## TEXT PROVIDED
::::::::

By Susanne Laperle – Special to SUNonline/Orillia
It is our pleasure to report our mayor, Don McIsaac, continues to be a strong advocate of sustainable actions in Orillia. Our interview was opportunity for him to reflect on the past year and to share his perspective on how we are doing as a community and how Sustainable Orillia is doing as an organization on our shared path to a sustainable future.
McIsaac kicked off the discussion with an overview of some of the long-term challenges and opportunities for Orillia, including growth and the potential expansion of the city borders. In the short to mid-term, McIsaac sees continuing growth and believes there is capacity to accommodate growth within our existing boundaries. He pointed to a number of infill opportunities across the city, but cautioned as Orillia grows, at some point there will be a need to expand the city’s boundaries. This longer-term challenge will likely be referenced as part of Orillia’s current Official Plan review. Growth is a challenge Orillia shares with many other communities in the province.
Looking back on his first full year in office, McIsaac believes good progress has been made on a number of fronts; however, he strongly emphasized the need to take more action and to take it further. Key among the measures implemented by the City in 2023 was the establishing and staffing of a climate action coordinator position to shepherd Orillia’s Climate Future, an investment to keeping our community climate change action plan front and centre as the tough work of implementing the plan’s recommendations begin.
A series of greenhouse gas audits were also completed this past year for the city’s stock of twelve buildings. Funded in part with grants from the Federation of Canadian Municipalities, those audits identified where, and how much, retrofitting will be needed to reduce carbon emissions from those buildings. The audits directly support Big Move #3 – Housing, of Orillia’s Climate Future. Additionally, a second light-duty electric vehicle was added to the city’s fleet, plus another charging station. These initiatives will help reduce emissions, while additional water-filling stations installed around the city are removing more and more plastic bottles from our ecosystem.
The mayor also referenced the significant benefits realized from the Clear Garbage Bag Program introduced in February, 2022. After its first full year, there was a reduction of close to 40% in household waste picked up at the curb, with some concurrent but modest increases in both recyclables and organics. The strength of these results (which continue to track positively into Year 2 of the program) ultimately support a longer lifespan for the city’s waste diversion site. Equally important to McIsaac, this success reflects greater widespread efforts by Orillia citizens to reduce their garbage. In this regard, the mayor and his family walk the talk, guided by his wife, Cindi, about what goes where. The priorities of waste reduction and diversion are top-of-mind in the McIsaac household.

::::::::

## APPLY WHAT YOU READ
- a) Answer these questions using the article about Orillia's mayor:
(i) What position did the City establish and staff in 2023?
(ii) How many buildings in the city's stock received greenhouse gas audits?
(iii) After its first full year, by about how much did the Clear Garbage Bag Program reduce household waste picked up at the curb?
- b) Translate this sentence from the article about Orillia's mayor into Spanish: "Growth is a challenge Orillia shares with many other communities in the province."
The records have no role in these tasks.

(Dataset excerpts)
::::::::

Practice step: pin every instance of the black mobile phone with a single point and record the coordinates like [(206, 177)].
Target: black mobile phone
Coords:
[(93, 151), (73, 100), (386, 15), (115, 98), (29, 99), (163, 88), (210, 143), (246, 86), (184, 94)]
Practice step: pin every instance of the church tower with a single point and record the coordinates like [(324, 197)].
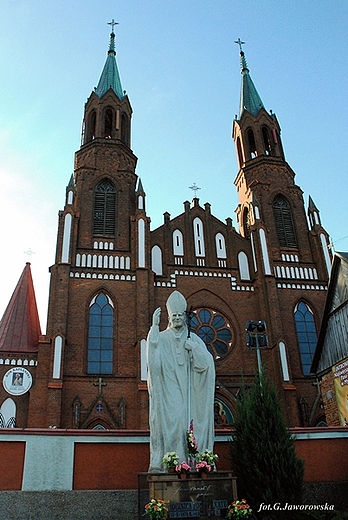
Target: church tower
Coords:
[(291, 255), (111, 272), (99, 288)]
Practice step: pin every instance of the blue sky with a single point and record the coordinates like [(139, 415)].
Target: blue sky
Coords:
[(180, 67)]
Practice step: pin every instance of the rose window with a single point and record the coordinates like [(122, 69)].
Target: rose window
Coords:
[(214, 330)]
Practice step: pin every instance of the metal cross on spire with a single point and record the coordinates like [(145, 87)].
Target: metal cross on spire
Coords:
[(113, 23), (240, 43), (194, 188), (29, 253)]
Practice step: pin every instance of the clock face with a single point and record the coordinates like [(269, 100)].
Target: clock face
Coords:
[(17, 381)]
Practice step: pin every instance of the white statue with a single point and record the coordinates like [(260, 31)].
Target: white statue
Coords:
[(181, 383)]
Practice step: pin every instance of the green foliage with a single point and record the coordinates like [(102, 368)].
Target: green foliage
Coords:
[(262, 449)]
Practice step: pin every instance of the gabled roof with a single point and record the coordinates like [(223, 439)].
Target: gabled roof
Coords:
[(337, 296), (20, 326), (110, 77), (249, 97)]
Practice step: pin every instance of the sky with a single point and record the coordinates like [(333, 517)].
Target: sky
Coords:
[(181, 69)]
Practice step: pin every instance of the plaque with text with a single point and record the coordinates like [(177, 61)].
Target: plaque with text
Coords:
[(195, 497)]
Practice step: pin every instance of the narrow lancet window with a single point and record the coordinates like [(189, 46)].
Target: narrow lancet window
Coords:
[(104, 209), (100, 335), (284, 222)]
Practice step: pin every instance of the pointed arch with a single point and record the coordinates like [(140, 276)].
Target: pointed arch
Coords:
[(91, 126), (104, 221), (66, 238), (199, 237), (109, 123), (306, 335), (284, 222), (8, 414), (156, 260), (100, 335), (243, 264), (220, 245), (251, 143), (239, 152), (125, 133), (266, 140)]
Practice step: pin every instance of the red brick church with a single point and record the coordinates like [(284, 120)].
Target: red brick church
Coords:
[(111, 271)]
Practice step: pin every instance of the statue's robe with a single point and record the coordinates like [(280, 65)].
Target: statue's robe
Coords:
[(174, 377)]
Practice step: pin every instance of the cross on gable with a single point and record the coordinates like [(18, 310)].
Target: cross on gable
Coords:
[(194, 188), (240, 43), (112, 23), (100, 384)]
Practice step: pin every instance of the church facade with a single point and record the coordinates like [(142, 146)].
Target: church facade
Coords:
[(111, 271)]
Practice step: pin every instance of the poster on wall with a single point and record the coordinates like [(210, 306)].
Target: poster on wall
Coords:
[(340, 373), (17, 381)]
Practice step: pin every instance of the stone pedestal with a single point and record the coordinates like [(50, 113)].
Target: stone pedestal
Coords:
[(195, 497)]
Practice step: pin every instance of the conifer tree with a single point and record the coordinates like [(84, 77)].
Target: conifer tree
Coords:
[(262, 449)]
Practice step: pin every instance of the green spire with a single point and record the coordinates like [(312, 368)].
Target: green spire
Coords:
[(110, 77), (249, 97)]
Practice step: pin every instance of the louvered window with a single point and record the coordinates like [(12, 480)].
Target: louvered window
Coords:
[(104, 209), (284, 222), (306, 334), (100, 335)]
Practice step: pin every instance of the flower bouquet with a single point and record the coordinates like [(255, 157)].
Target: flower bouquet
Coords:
[(171, 460), (192, 446), (239, 510), (208, 456), (203, 468), (156, 510), (182, 469)]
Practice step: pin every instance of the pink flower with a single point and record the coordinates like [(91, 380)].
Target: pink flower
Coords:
[(203, 466)]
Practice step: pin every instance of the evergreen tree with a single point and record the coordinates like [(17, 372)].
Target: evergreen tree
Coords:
[(263, 451)]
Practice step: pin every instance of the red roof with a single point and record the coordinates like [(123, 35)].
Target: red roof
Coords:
[(20, 326)]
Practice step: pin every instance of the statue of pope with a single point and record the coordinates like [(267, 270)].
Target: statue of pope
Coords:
[(181, 383)]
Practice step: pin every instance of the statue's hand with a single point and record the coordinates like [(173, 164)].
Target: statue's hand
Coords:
[(156, 317), (189, 345)]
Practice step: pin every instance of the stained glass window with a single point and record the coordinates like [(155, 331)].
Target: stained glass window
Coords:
[(104, 209), (100, 336), (284, 222), (213, 328), (306, 334)]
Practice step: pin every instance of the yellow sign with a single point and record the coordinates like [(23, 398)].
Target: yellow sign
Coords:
[(340, 373)]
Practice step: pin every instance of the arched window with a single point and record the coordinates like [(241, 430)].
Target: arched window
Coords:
[(178, 243), (266, 141), (239, 152), (220, 245), (284, 222), (8, 414), (199, 237), (91, 126), (306, 335), (104, 209), (156, 260), (251, 143), (213, 328), (100, 335), (243, 264), (108, 123), (246, 222), (66, 238), (125, 129)]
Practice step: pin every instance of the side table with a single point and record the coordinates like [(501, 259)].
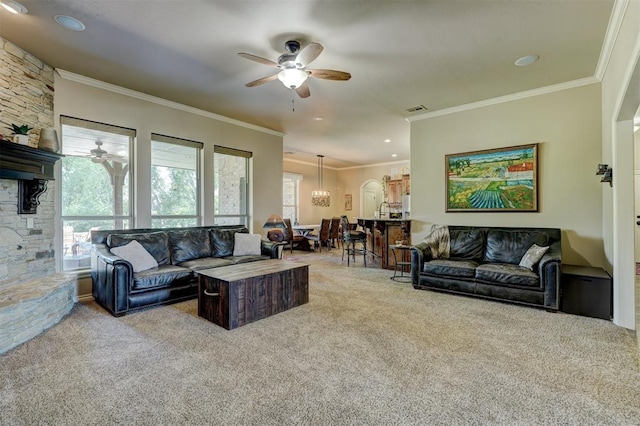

::::::::

## YOUR RESPONSES
- a)
(i) A climate action coordinator position.
(ii) Twelve.
(iii) Close to 40%.

- b) El crecimiento es un desafío que Orillia comparte con muchas otras comunidades de la provincia.